STATED EXERCISE 1:
Answer these questions from the Aeneid handout:
(a) Which book of the Aeneid contains the listed passage of lines 919-952?
(b) Which two media are named as competing or interacting?
(c) What number does the handout give this lecture-seminar?
STATED EXERCISE 2: Reproduce word for word the stretch of the Aeneid handout that starts at "Book 6: 1-41" and ends at "produce political conservatism?".

TEXT PROVIDED:
Politics and Poetics 20.10.2016

Term 1, lecture-seminar 3. The poetics of empire: Virgil’s Aeneid

Passages from the Aeneid for consideration in lectures/seminars and for exam revision (nb: in the lectures we will not be able to look at each and every passage!):

Book 1: 441-497

Book 6: 1-41

Book 8: 306-61, 617-731

Book 9: 176-449

Book 10: 495-99

Book 12: 919-952

  1. The politics of form/narrative: epic
  • Competing/interacting media: writing and song
  • Epic projects cultural prestige, power, authority: does the genre therefore tend to produce political conservatism?
  • Callimacheanism vs classicism: the non-purity of genre

Exercise:

A)How helpful is the label ‘epic’ in describing the Aeneid? Do some elements of the work jar with our expectations of epic? Think of some examples.

B)Now let’s think about the politics of these questions. Is meandering, uncertainty, or literary intricacy less ‘magnificent’ or less ‘powerful’ than thrusting, loud encomium? Are ambiguity and political weight/impact mutually exclusive (and if so to what extent, under what circumstances)? Does representation and celebration of the ‘heroic’ preclude an examination of grief and sorrow that does not come to a reassuring conclusion? Is the notion that the achievement of peace often involves brutal violence necessarily wrong or problematic?

DATA ROWS:

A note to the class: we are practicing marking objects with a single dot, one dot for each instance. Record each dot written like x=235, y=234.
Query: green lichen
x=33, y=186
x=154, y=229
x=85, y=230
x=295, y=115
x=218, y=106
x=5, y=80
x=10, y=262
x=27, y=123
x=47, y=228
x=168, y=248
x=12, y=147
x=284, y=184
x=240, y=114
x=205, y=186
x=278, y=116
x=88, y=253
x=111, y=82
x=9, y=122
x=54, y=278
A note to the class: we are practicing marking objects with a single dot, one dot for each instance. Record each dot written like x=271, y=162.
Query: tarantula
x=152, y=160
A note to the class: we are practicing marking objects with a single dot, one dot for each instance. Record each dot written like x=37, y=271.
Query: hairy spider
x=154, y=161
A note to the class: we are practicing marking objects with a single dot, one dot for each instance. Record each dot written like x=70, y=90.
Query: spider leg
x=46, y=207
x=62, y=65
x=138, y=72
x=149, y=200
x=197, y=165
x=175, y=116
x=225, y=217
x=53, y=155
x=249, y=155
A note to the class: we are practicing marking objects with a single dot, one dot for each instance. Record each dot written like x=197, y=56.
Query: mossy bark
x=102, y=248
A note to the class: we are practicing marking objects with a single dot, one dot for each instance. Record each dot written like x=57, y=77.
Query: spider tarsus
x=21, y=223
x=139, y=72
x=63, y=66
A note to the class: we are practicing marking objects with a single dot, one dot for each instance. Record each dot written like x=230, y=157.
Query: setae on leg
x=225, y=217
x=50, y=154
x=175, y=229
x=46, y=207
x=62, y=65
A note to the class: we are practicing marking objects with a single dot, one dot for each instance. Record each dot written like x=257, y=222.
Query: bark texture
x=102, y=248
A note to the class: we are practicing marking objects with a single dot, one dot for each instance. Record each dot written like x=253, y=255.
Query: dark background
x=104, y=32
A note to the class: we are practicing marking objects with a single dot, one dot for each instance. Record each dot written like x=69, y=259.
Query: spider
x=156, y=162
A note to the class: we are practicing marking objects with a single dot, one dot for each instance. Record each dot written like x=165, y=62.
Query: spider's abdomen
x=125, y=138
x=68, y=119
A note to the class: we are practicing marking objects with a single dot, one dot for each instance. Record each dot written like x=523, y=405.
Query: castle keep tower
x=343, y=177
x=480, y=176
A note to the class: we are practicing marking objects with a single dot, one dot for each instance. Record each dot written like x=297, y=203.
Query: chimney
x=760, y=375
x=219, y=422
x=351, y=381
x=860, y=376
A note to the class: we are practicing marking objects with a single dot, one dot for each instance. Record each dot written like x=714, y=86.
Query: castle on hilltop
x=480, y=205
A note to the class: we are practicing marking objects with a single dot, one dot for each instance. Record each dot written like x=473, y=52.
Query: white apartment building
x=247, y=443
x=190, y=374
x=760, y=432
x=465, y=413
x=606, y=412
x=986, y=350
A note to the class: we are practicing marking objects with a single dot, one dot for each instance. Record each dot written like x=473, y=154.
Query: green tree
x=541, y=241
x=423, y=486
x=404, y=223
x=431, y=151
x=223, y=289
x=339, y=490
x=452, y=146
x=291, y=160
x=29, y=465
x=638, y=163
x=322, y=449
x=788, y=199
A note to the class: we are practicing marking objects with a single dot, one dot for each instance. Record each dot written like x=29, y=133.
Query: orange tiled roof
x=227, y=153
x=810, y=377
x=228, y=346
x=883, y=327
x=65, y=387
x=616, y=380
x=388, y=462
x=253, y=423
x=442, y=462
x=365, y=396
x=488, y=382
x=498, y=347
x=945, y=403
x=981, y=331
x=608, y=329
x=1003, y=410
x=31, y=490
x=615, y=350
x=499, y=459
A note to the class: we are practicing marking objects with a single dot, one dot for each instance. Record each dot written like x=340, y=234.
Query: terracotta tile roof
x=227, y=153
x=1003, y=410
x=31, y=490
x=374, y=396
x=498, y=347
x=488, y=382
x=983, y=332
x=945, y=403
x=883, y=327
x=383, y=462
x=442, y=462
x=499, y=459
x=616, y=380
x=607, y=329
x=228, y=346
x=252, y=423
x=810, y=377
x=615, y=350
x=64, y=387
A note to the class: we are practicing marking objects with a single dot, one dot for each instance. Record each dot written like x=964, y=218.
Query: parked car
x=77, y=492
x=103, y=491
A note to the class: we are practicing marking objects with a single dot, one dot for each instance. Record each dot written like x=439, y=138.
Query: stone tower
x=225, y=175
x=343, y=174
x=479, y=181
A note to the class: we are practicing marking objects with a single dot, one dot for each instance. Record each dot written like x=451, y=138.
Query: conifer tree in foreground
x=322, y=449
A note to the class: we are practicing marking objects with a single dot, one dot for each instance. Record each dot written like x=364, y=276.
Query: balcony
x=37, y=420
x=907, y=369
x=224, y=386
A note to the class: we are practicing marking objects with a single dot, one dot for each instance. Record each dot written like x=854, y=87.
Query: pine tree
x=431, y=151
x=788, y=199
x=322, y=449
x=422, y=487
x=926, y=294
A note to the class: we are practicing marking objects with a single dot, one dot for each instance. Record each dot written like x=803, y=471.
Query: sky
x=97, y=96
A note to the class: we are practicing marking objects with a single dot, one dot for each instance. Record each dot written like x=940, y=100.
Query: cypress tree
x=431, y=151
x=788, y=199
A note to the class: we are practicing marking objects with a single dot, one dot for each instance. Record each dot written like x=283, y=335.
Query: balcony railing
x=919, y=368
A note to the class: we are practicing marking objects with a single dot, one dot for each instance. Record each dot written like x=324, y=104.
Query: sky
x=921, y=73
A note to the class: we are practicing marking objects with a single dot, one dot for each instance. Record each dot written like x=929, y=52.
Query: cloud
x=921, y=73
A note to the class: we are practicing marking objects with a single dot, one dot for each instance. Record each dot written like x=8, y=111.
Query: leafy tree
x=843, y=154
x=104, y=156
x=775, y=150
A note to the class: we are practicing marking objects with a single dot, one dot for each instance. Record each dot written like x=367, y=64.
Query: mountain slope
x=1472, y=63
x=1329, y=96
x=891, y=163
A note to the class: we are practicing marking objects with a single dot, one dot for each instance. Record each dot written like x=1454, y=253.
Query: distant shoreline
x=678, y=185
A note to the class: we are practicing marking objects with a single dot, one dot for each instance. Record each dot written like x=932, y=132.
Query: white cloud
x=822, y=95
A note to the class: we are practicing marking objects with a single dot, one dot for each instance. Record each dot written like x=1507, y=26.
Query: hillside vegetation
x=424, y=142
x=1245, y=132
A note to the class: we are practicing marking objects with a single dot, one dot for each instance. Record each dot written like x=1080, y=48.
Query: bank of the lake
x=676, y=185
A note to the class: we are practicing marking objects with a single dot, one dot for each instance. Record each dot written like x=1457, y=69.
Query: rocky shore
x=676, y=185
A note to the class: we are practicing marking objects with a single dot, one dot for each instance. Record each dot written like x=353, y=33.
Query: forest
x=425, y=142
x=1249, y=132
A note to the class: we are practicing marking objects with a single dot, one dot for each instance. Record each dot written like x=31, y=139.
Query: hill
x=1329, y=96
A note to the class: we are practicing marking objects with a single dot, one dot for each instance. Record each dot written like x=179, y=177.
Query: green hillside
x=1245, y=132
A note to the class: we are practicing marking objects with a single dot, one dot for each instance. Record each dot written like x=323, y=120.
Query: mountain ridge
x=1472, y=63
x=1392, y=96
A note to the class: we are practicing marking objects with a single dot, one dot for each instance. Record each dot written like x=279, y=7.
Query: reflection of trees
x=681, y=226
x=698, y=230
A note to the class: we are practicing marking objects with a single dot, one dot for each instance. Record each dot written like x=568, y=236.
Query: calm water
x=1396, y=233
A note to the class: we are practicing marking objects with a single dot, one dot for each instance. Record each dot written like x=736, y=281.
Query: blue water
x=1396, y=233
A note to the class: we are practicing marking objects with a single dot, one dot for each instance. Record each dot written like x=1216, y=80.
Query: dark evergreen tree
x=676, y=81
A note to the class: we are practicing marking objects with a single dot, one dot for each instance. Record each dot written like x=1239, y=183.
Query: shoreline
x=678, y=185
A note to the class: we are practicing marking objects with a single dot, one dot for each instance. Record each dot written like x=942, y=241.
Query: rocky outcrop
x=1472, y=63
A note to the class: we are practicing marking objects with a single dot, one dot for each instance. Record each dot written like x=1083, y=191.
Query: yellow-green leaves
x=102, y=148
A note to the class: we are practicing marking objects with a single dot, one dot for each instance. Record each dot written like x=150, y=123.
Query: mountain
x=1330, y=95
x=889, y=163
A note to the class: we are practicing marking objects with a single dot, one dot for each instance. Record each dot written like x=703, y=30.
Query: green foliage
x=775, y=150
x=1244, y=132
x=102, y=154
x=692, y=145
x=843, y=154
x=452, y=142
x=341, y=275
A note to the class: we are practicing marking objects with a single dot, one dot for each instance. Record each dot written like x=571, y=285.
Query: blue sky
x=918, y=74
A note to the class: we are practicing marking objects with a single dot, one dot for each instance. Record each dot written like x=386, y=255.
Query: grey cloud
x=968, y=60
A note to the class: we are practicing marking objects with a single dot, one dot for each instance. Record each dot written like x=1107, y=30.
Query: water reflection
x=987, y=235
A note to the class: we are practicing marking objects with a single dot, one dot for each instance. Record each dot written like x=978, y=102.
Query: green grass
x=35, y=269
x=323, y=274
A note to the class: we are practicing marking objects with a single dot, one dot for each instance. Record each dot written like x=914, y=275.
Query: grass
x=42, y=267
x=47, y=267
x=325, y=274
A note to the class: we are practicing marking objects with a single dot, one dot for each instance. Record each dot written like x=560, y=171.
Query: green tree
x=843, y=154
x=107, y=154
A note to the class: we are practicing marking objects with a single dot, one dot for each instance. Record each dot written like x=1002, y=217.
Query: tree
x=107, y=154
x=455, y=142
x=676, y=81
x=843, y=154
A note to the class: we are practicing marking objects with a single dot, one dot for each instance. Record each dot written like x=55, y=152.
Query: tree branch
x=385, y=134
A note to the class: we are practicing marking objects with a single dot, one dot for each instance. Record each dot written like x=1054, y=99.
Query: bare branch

WORKED ANSWER 1:
(a) Book 12
(b) Writing and song
(c) 3

WORKED ANSWER 2:
Book 6: 1-41

Book 8: 306-61, 617-731

Book 9: 176-449

Book 10: 495-99

Book 12: 919-952

  1. The politics of form/narrative: epic
  • Competing/interacting media: writing and song
  • Epic projects cultural prestige, power, authority: does the genre therefore tend to produce political conservatism?